_Objectives_.
(1) Using the forum thread on bed slats, answer these questions:
(a) How many slats does the new mattress's manufacturer require?
(b) What size of angle iron does Smokindog suggest?
(c) About how many 1 x 6's did cocobolo1 use?
(2) From the forum thread on bed slats, extract the passage from "I have to add" to "thoughts or recommendations?" and copy it word for word.

_Source extract_.
——————————

# How To Add Mattress Support Slats to Bed Frame



## JIMMIEM (Apr 4, 2010)

I have to add bed slats to a queen size wood bed frame per the new mattress's manufacturer's requirements. The old box spring/foundation did not require this amount of support. The manufacturer requires 5 slats. I could rest the slats on the wood ledges that are attached to the side rails but I would like the top of the slats to be level with the top of the ledges in order not to raise the mattress height. The slat length will be 58 inches and according to the sagulator a 2 X 4 with the 3 1/2" side facing up should be ok. The ledges are 1" wide and 1 1/2" tall. I'm thinking either 3" metal angle braces into the edges of the 2 X 4 and the ledge OR toe screws through the side of the 2 X 4 and into the ledge.
Any thoughts or recommendations?


----------



## Smokindog (Jan 30, 2012)

Looks like a job for some 1/8th x 1 in. angle iron to me.


----------



## Stick486 (Jan 4, 2013)

add ''buckets'' to the face of the ledgers...
a fence bracket laid over on it's side would make for a very strong connection...
''Z'' metal would work...

take the short cut..
go to your favorite big box and go to the framing connector/brackets/hardware section and look at the display...
you'll see just what it will take to get where you want to be..


----------



## cocobolo1 (Dec 31, 2015)

Couple of years ago I did something similar.

All I used was 1 x 6's...about 10 of them. Sat them right on the existing side supports.


----------



## Stick486 (Jan 4, 2013)

cocobolo1 said:


> Couple of years ago I did something similar.
> 
> All I used was 1 x 6's...about 10 of them. Sat them right on the existing side supports.


the OP doesn't want the 1½'' gain in height...


----------



## JIMMIEM (Apr 4, 2010)

That would be a good way to do it except that this would add 3/4" to the height of the mattress which unfortunately would be too much. Had to get a short foundation as the bed owner is short. So, I'm trying to add the slats so they are level with the side rail ledges.


----------



## Cherryville Chuck (Sep 28, 2010)

——————————

_Information provided_.
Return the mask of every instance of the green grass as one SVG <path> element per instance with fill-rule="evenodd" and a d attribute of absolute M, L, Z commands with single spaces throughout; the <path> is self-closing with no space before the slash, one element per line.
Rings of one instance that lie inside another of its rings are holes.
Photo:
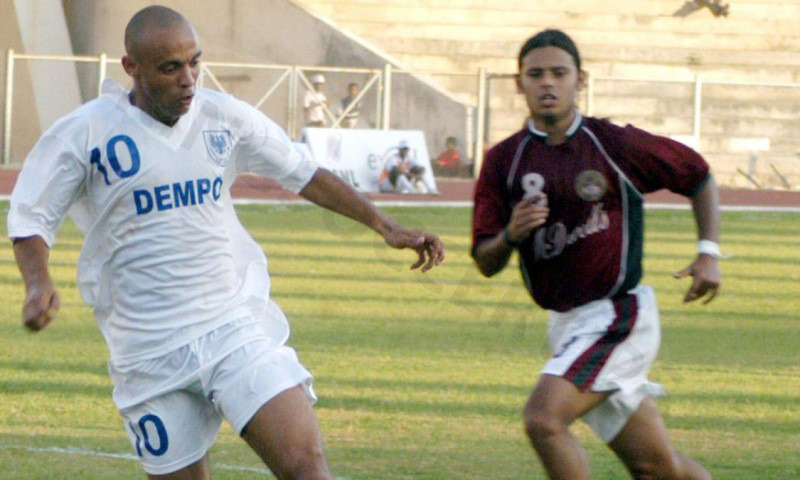
<path fill-rule="evenodd" d="M 5 236 L 7 203 L 0 204 Z M 547 358 L 546 316 L 519 273 L 481 278 L 468 209 L 390 209 L 429 228 L 446 262 L 409 272 L 409 252 L 311 207 L 241 207 L 270 261 L 291 344 L 315 374 L 330 464 L 347 479 L 542 479 L 520 412 Z M 673 442 L 717 479 L 800 478 L 800 216 L 724 215 L 724 285 L 682 305 L 671 278 L 694 249 L 687 212 L 648 212 L 645 282 L 659 295 L 661 354 L 651 377 Z M 52 252 L 63 307 L 22 329 L 22 286 L 0 247 L 0 478 L 143 478 L 111 401 L 106 347 L 75 288 L 81 244 L 67 223 Z M 597 479 L 626 478 L 583 424 Z M 71 449 L 71 450 L 67 450 Z M 211 452 L 217 479 L 262 478 L 228 427 Z M 249 470 L 248 470 L 249 469 Z"/>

——————————

_The responses_.
(1)
(a) 5
(b) 1/8th x 1 in.
(c) About 10

(2)
I have to add bed slats to a queen size wood bed frame per the new mattress's manufacturer's requirements. The old box spring/foundation did not require this amount of support. The manufacturer requires 5 slats. I could rest the slats on the wood ledges that are attached to the side rails but I would like the top of the slats to be level with the top of the ledges in order not to raise the mattress height. The slat length will be 58 inches and according to the sagulator a 2 X 4 with the 3 1/2" side facing up should be ok. The ledges are 1" wide and 1 1/2" tall. I'm thinking either 3" metal angle braces into the edges of the 2 X 4 and the ledge OR toe screws through the side of the 2 X 4 and into the ledge.
Any thoughts or recommendations?